*** RECORDS PROVIDED ***

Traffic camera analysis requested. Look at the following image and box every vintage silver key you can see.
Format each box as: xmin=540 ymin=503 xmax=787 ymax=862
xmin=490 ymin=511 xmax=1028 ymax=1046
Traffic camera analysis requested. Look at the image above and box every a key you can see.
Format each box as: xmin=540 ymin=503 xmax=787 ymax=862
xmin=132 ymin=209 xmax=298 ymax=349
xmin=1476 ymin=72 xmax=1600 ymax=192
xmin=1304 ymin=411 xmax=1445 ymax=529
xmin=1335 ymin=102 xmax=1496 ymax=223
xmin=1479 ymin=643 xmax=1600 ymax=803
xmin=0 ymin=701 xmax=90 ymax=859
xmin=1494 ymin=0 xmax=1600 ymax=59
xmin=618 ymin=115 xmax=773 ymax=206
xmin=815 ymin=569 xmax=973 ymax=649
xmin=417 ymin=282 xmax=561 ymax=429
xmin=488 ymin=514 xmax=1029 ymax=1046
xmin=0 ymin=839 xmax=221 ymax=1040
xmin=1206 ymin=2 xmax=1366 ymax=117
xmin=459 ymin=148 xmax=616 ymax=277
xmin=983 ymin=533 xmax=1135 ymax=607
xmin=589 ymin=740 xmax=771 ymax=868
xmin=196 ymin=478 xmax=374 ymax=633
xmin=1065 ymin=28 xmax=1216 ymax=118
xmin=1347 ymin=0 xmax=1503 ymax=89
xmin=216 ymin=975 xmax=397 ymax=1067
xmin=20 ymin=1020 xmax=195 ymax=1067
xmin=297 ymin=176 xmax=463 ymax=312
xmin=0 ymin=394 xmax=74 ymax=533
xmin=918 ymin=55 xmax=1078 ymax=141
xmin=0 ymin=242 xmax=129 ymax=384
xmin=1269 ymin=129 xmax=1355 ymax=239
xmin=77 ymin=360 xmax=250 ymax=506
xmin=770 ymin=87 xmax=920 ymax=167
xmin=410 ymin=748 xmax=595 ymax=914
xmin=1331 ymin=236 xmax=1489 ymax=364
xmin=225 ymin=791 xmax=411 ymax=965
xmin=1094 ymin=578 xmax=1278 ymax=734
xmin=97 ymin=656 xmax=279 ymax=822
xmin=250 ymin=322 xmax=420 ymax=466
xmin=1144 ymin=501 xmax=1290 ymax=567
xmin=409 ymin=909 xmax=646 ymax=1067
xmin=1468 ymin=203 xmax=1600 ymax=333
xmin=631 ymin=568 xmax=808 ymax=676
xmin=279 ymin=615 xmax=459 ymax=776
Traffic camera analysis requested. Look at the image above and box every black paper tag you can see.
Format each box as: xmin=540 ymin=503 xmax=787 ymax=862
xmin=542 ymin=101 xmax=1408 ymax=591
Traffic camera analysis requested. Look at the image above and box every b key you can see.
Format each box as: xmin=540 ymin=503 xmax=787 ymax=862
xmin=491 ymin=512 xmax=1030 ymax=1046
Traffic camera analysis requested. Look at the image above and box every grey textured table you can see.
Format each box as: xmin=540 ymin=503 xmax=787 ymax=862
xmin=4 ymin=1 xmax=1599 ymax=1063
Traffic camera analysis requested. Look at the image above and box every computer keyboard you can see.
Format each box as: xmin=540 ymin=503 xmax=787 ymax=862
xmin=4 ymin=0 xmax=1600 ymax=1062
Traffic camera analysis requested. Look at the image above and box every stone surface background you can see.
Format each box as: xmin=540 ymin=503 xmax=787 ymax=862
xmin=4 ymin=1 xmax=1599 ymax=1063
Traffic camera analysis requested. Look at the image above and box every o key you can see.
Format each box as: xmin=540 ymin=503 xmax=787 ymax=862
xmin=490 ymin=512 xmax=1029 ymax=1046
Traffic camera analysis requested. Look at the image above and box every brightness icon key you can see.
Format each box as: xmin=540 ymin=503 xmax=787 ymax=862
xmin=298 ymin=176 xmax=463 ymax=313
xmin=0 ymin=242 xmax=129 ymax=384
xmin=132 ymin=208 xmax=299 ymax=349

***

Would you output every record above exactly as it stands?

Traffic camera analysis requested. Look at the following image and box every vintage silver key you can see.
Format each box as: xmin=540 ymin=503 xmax=787 ymax=862
xmin=490 ymin=511 xmax=1028 ymax=1046
Traffic camera analysis requested. Look at the image above and box every a key you can see.
Format each box as: xmin=540 ymin=503 xmax=787 ymax=862
xmin=132 ymin=209 xmax=298 ymax=349
xmin=1476 ymin=72 xmax=1600 ymax=192
xmin=1304 ymin=411 xmax=1445 ymax=529
xmin=1335 ymin=102 xmax=1496 ymax=223
xmin=1479 ymin=643 xmax=1600 ymax=803
xmin=0 ymin=701 xmax=90 ymax=859
xmin=1494 ymin=0 xmax=1600 ymax=59
xmin=618 ymin=115 xmax=773 ymax=206
xmin=815 ymin=569 xmax=973 ymax=649
xmin=417 ymin=282 xmax=561 ymax=429
xmin=488 ymin=514 xmax=1029 ymax=1046
xmin=0 ymin=839 xmax=221 ymax=1040
xmin=1206 ymin=2 xmax=1366 ymax=117
xmin=459 ymin=148 xmax=616 ymax=277
xmin=983 ymin=533 xmax=1135 ymax=607
xmin=589 ymin=740 xmax=771 ymax=868
xmin=196 ymin=478 xmax=374 ymax=633
xmin=1065 ymin=28 xmax=1216 ymax=118
xmin=1347 ymin=0 xmax=1503 ymax=89
xmin=216 ymin=975 xmax=397 ymax=1067
xmin=20 ymin=1020 xmax=195 ymax=1067
xmin=297 ymin=176 xmax=463 ymax=312
xmin=0 ymin=394 xmax=74 ymax=533
xmin=918 ymin=55 xmax=1078 ymax=141
xmin=0 ymin=242 xmax=129 ymax=384
xmin=1269 ymin=129 xmax=1355 ymax=239
xmin=77 ymin=360 xmax=250 ymax=506
xmin=770 ymin=87 xmax=920 ymax=167
xmin=410 ymin=748 xmax=595 ymax=914
xmin=1331 ymin=236 xmax=1489 ymax=364
xmin=225 ymin=791 xmax=411 ymax=965
xmin=1094 ymin=578 xmax=1278 ymax=734
xmin=97 ymin=656 xmax=279 ymax=822
xmin=250 ymin=322 xmax=420 ymax=466
xmin=1144 ymin=501 xmax=1290 ymax=567
xmin=409 ymin=909 xmax=646 ymax=1067
xmin=1468 ymin=203 xmax=1600 ymax=333
xmin=631 ymin=568 xmax=808 ymax=676
xmin=279 ymin=615 xmax=459 ymax=776
Traffic camera analysis requested. Look at the image above and box every black paper tag you can see.
Format each box as: xmin=540 ymin=503 xmax=787 ymax=862
xmin=542 ymin=101 xmax=1408 ymax=591
Traffic camera analysis requested. Look at the image above and box every b key you can see.
Format each box as: xmin=540 ymin=503 xmax=787 ymax=862
xmin=491 ymin=512 xmax=1030 ymax=1046
Traffic camera analysis requested. Look at the image above and box every grey textured table you can see.
Format each box as: xmin=540 ymin=503 xmax=787 ymax=862
xmin=4 ymin=1 xmax=1599 ymax=1063
Traffic camera analysis requested. Look at the image above and box every computer keyboard you can see.
Format each box as: xmin=540 ymin=503 xmax=787 ymax=862
xmin=4 ymin=0 xmax=1600 ymax=1062
Traffic camera analysis requested. Look at the image above and box every stone surface background you can see.
Format each box as: xmin=540 ymin=503 xmax=787 ymax=862
xmin=4 ymin=1 xmax=1599 ymax=1063
Traffic camera analysis requested. Look at the image above and box every o key you can see.
Format each box as: xmin=540 ymin=503 xmax=787 ymax=862
xmin=490 ymin=512 xmax=1029 ymax=1046
Traffic camera analysis requested. Look at the image above and box every brightness icon key you can see.
Format each box as: xmin=540 ymin=503 xmax=787 ymax=862
xmin=298 ymin=176 xmax=463 ymax=313
xmin=0 ymin=242 xmax=129 ymax=384
xmin=132 ymin=208 xmax=299 ymax=349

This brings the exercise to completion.